• What is needed: Return each line of the items below that contains the word "black", treating uppercase and lowercase letters as different.

[Entries from a set of point annotations]
+---+
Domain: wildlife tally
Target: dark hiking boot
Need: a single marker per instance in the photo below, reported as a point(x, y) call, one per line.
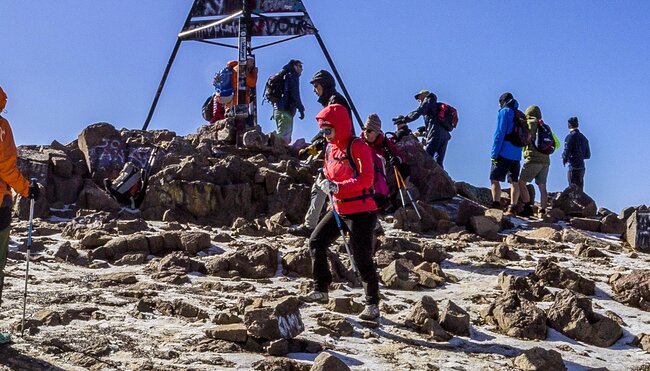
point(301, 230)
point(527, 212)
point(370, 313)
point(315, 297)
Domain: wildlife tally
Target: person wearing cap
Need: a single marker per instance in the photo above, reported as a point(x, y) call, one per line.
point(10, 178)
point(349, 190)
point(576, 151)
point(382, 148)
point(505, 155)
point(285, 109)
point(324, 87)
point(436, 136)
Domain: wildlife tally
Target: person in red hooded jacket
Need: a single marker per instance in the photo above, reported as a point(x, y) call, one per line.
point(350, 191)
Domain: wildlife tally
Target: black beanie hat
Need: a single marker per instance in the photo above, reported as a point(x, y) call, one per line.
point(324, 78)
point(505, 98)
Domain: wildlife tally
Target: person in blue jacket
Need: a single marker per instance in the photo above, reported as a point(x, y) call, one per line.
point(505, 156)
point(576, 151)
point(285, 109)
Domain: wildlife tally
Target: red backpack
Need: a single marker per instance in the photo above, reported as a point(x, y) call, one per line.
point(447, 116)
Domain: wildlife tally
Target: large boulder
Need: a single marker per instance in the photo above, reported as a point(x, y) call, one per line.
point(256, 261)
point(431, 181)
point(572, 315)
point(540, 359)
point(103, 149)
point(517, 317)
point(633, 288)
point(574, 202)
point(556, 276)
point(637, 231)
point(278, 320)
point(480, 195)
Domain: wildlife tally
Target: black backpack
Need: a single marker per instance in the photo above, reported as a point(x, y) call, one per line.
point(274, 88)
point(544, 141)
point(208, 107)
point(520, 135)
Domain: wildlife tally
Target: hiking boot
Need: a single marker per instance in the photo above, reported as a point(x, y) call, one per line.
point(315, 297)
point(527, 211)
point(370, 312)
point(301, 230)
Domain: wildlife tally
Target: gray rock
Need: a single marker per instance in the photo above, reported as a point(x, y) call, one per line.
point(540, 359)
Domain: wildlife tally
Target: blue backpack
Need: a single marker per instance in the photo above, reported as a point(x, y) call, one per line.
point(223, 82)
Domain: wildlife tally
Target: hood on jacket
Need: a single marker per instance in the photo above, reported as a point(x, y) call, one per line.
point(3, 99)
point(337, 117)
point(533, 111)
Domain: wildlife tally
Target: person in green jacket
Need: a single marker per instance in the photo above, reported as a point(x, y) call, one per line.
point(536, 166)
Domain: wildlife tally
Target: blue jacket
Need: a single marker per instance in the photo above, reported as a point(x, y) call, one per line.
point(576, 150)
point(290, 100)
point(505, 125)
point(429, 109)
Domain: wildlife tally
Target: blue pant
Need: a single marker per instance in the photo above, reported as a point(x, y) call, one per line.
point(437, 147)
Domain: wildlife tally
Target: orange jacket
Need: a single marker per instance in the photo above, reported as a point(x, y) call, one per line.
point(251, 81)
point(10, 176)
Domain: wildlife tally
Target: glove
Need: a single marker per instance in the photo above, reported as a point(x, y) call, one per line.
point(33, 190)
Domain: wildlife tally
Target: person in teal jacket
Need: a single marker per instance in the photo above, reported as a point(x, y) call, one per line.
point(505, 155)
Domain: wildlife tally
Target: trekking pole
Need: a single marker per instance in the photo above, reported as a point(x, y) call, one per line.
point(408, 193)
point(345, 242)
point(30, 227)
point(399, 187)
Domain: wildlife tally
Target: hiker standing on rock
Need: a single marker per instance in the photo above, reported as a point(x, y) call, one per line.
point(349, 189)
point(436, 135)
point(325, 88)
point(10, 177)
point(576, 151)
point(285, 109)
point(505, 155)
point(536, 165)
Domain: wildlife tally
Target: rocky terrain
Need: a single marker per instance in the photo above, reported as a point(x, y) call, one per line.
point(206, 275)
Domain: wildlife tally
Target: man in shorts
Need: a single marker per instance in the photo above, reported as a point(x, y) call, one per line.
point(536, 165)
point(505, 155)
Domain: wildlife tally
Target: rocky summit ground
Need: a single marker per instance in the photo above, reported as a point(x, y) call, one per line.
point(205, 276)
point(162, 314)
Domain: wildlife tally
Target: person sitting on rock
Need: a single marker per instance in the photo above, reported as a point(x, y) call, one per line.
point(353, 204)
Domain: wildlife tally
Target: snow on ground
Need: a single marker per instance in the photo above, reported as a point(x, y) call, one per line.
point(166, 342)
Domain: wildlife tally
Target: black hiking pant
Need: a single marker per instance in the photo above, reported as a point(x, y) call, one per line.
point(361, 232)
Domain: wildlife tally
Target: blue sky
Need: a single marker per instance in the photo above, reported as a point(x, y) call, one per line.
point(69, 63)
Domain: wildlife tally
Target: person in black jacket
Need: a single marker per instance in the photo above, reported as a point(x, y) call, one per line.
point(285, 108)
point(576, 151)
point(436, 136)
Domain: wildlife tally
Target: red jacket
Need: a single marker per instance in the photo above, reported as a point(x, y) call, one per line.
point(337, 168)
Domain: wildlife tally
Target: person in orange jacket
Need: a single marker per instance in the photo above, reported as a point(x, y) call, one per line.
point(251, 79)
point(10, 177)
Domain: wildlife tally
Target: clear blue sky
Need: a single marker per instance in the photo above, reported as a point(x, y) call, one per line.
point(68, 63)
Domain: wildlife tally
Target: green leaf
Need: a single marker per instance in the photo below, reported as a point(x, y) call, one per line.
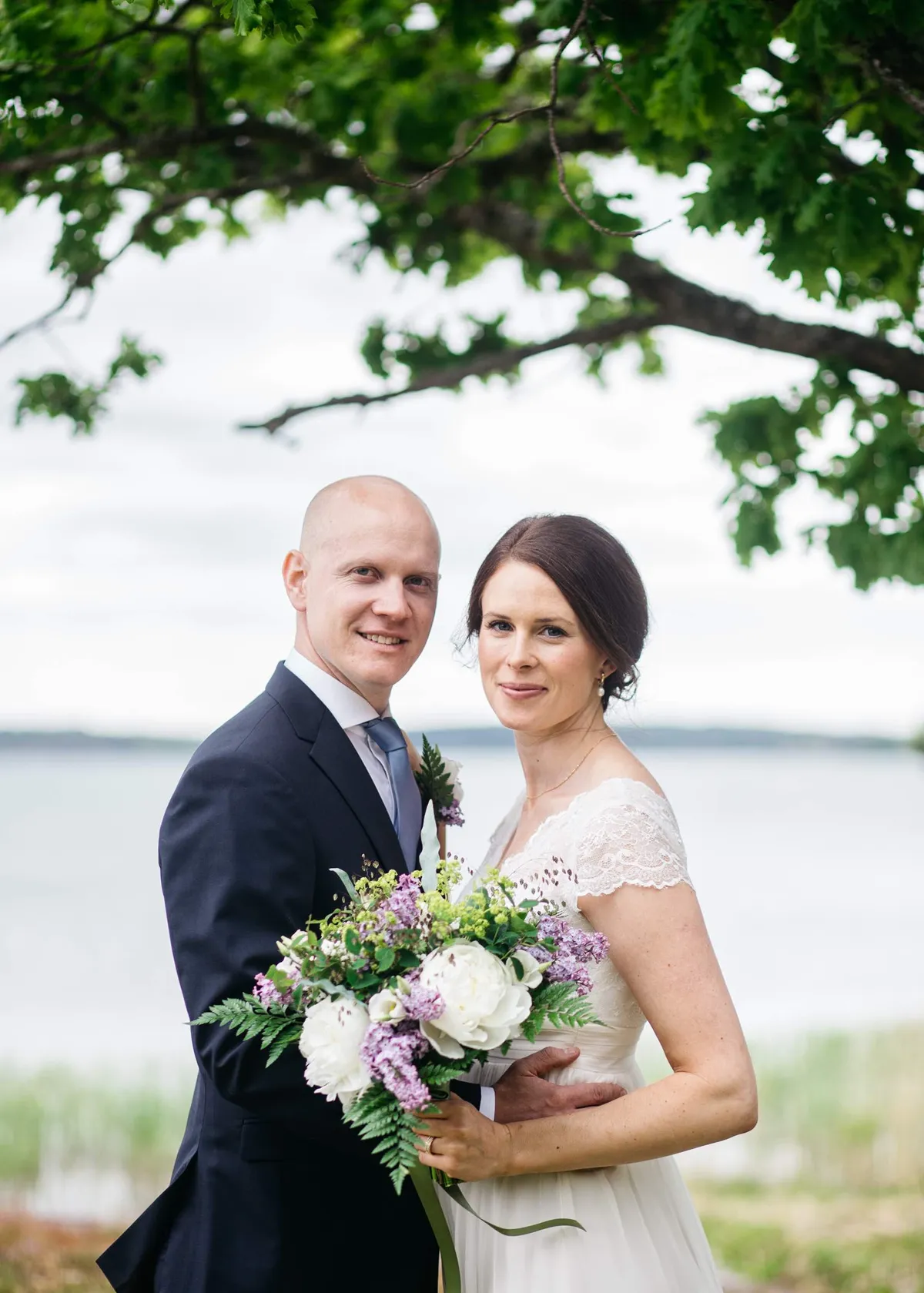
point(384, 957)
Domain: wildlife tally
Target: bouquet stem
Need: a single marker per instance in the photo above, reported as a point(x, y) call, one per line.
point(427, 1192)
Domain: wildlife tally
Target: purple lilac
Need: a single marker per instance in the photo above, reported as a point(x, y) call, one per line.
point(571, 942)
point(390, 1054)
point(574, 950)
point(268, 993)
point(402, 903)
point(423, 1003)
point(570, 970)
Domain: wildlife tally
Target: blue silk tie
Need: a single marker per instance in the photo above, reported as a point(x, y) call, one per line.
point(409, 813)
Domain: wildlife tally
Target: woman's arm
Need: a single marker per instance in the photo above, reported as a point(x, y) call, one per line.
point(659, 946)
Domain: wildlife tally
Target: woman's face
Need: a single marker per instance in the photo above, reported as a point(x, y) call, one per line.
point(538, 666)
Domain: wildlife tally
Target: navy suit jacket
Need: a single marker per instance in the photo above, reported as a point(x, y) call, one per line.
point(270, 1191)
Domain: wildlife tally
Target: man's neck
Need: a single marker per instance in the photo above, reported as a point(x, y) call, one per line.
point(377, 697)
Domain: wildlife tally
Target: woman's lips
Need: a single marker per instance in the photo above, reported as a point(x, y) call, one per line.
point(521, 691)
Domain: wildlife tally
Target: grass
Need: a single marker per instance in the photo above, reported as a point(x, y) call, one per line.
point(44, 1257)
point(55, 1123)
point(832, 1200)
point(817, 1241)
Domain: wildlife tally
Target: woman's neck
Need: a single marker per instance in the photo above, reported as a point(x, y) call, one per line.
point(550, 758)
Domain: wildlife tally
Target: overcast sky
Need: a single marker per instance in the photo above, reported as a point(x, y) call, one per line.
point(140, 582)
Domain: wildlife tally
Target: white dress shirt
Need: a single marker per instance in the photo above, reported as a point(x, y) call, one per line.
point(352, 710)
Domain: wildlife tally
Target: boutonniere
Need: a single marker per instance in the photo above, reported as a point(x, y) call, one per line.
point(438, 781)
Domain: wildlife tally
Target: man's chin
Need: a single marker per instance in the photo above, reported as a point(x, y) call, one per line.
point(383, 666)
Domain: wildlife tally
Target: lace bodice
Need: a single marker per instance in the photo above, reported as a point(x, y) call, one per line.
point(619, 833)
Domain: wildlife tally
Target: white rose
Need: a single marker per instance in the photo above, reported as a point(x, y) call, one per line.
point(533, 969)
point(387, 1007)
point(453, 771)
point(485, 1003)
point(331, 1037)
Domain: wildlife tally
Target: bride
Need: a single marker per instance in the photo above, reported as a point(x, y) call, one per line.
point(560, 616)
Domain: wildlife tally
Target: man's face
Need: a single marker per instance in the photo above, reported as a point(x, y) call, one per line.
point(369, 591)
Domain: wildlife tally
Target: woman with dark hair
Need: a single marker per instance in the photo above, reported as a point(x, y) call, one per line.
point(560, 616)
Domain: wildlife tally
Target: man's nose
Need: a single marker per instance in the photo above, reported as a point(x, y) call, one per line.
+---+
• Correct response:
Target: black beanie hat
Target: black backpack
Target: black hiking pant
Target: person in black jacket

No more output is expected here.